ECLI:NL:RBNHO:2025:768

Rechtbank Noord-Holland

Datum uitspraak
30 januari 2025
Publicatiedatum
28 januari 2025
Zaaknummer
11324463 \ CV EXPL 24-2592
Instantie
Rechtbank Noord-Holland
Type
Uitspraak
Procedures
  • Eerste aanleg - enkelvoudig
Rechters
Vindplaatsen
  • Rechtspraak.nl
AI samenvatting door LexboostAutomatisch gegenereerd

Vordering tot ontruiming van een appartement door Stichting Raguel

In deze zaak heeft Stichting Raguel een vordering ingesteld tegen [gedaagde] om het door hem gehuurde appartement te ontruimen. De kantonrechter heeft op 30 januari 2025 geoordeeld dat [gedaagde] niet hoeft te ontruimen en dat hij in het appartement mag blijven wonen. De zaak draait om de vraag of de beëindiging van de zorgovereenkomst tussen partijen automatisch leidt tot de beëindiging van de huurovereenkomst. Stichting Raguel heeft de zorgovereenkomst op 25 mei 2024 ontbonden, maar de kantonrechter oordeelt dat deze ontbinding niet rechtsgeldig is. De kantonrechter stelt vast dat [gedaagde] nog steeds zorg nodig heeft en dat de zorgovereenkomst niet onlosmakelijk verbonden is met de huurovereenkomst. De kantonrechter wijst de vordering van Stichting Raguel af en veroordeelt haar in de proceskosten van [gedaagde].

Uitspraak

RECHTBANK NOORD-HOLLAND

Handel, Kanton en Bewind
locatie Zaanstad
Zaaknr./rolnr.: 11324463 \ CV EXPL 24-2592 WD
Uitspraakdatum: 30 januari 2025 (bij vervroeging)
Vonnis van de kantonrechter in de zaak van:
de stichting
Stichting Raguelgevestigd te Purmerend
eiseres
verder te noemen: Stichting Raguel
gemachtigde: mr. A.W. Boer
tegen
[gedaagde]
wonende te [plaats]
gedaagde
verder te noemen: [gedaagde]
gemachtigde: mr. S. Tromp
De zaak in het kort
Deze zaak draait om de vraag of [gedaagde] het door hem van Stichting Raguel gehuurde appartement moet verlaten (ontruimen) of dat hij er nog mag blijven wonen. De kantonrechter is van oordeel dat [gedaagde] niet hoeft te ontruimen en dat hij nog in het appartement mag blijven wonen.

1.Het procesverloop

1.1.
Stichting Raguel heeft bij dagvaarding van 12 september 2024 een vordering tegen [gedaagde] ingesteld. [gedaagde] heeft schriftelijk geantwoord.
1.2.
Op 8 januari 2025 heeft een zitting plaatsgevonden. De griffier heeft aantekeningen gemaakt van wat partijen ter toelichting van hun standpunten naar voren hebben gebracht. Stichting Raguel heeft gebruik gemaakt van pleitaantekeningen, die zijn overgelegd.

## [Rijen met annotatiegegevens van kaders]
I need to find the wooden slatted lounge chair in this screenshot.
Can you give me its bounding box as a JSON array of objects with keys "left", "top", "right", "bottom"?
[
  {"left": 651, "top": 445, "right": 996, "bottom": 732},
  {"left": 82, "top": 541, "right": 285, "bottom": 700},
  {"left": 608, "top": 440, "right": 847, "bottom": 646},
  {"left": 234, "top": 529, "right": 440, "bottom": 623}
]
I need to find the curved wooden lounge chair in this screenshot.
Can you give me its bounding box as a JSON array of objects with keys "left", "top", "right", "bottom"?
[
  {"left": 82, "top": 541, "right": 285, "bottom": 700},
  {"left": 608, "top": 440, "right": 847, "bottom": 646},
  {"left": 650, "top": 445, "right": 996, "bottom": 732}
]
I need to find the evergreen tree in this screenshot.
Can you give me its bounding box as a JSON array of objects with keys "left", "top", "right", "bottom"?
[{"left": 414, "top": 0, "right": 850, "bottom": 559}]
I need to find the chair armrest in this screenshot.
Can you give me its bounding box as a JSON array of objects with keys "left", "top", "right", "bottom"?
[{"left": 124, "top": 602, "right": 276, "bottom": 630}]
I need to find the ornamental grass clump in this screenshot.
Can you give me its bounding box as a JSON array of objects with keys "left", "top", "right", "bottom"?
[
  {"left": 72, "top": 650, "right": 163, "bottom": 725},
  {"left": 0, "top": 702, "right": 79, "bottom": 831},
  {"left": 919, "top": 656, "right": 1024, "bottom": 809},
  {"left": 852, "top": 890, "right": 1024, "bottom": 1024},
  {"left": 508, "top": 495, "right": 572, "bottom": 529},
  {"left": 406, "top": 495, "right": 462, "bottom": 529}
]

## [Opdracht]
Schrijf letterlijk over uit het vonnis over de ontruiming wat tussen "1.Het procesverloop" en "die zijn overgelegd." staat, beide inbegrepen.

## [Oplossing]
1.Het procesverloop

1.1.
Stichting Raguel heeft bij dagvaarding van 12 september 2024 een vordering tegen [gedaagde] ingesteld. [gedaagde] heeft schriftelijk geantwoord.
1.2.
Op 8 januari 2025 heeft een zitting plaatsgevonden. De griffier heeft aantekeningen gemaakt van wat partijen ter toelichting van hun standpunten naar voren hebben gebracht. Stichting Raguel heeft gebruik gemaakt van pleitaantekeningen, die zijn overgelegd.